━━ DATA FOR THE TASK ━━

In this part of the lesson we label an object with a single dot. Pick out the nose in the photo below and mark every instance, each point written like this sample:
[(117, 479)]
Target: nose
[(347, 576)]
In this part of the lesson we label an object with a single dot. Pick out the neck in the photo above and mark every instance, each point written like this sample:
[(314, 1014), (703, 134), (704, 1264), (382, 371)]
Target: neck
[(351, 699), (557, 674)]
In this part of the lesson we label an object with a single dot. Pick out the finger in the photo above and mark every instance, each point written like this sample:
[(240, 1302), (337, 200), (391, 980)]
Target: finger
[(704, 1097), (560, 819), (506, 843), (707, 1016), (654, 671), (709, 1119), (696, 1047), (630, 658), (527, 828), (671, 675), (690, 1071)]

━━━

[PROBLEM DESCRIPTION] Reproduce the material from the line containing "out the neck" through the end of the material, changing "finger" to "fingertip" and leaving everything else unaltered.

[TASK OUTPUT]
In this part of the lesson we label an object with a single dot. Pick out the neck in the photo above and mark every instance, each point written like this sample:
[(314, 1014), (703, 134), (704, 1264), (382, 371)]
Target: neck
[(351, 699), (557, 674)]
In this part of the lesson we label an object with a single dot. Pick out the fingertip in the photo above and mark every instance, each point written like this sample:
[(240, 1302), (337, 200), (391, 980)]
Target: fingertip
[(704, 1097), (560, 819), (506, 843), (707, 1016), (654, 671), (709, 1119), (696, 1047), (630, 658), (527, 828), (671, 675), (690, 1071)]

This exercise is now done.